Task prompt
Within the records, determine how many lines contain the word "white". Your reply must consist of that number only.
◇ ◇ ◇ ◇ ◇
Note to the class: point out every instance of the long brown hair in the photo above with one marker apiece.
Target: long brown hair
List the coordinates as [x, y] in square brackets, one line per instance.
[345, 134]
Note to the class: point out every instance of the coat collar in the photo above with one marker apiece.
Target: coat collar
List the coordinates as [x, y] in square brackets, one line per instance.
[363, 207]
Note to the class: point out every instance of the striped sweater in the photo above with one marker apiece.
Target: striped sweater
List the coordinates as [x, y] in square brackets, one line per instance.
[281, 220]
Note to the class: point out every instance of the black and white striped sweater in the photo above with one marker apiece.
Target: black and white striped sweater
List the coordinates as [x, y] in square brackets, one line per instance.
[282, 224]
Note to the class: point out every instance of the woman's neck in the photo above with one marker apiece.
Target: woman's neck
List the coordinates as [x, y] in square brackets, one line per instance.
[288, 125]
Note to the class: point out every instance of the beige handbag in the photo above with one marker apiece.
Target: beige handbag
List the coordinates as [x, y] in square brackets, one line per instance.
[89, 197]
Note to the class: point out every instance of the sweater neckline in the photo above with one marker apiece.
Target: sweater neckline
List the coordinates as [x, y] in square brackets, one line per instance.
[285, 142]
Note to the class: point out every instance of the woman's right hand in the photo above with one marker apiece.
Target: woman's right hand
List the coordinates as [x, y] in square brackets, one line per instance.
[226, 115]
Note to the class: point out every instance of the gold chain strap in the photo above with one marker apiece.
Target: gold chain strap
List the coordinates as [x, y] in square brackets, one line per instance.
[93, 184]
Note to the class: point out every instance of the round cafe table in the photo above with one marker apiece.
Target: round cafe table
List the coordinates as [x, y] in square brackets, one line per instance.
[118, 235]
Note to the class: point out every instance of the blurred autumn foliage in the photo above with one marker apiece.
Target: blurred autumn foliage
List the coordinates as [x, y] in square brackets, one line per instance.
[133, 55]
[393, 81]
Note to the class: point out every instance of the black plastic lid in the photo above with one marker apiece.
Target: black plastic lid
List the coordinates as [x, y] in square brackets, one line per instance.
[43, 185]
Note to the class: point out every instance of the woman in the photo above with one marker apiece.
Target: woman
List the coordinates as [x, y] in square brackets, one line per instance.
◇ ◇ ◇ ◇ ◇
Answer to this exercise
2